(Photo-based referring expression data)
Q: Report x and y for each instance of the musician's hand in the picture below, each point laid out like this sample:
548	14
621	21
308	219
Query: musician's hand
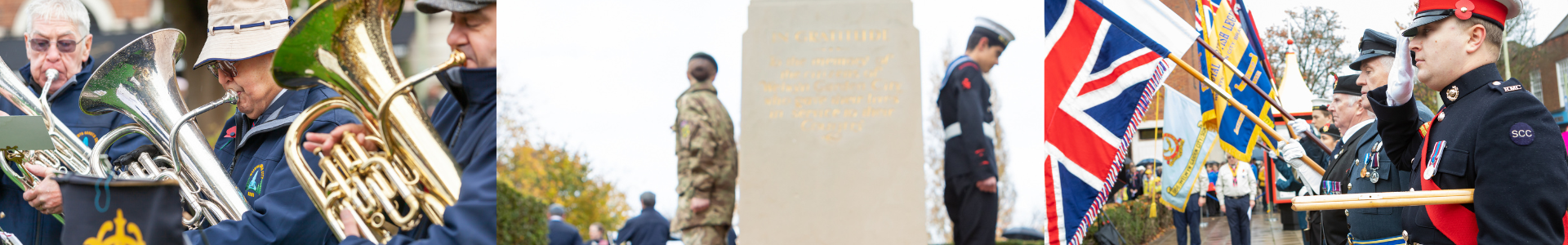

→ **What is needed**
Set the records down again exactly as given, and leave the pictures out.

→ **Task solution**
Q: Report x and y for each instance of the musician's hand in the picture below, each point laid out like this sample:
548	14
621	21
308	219
Query: musician's hand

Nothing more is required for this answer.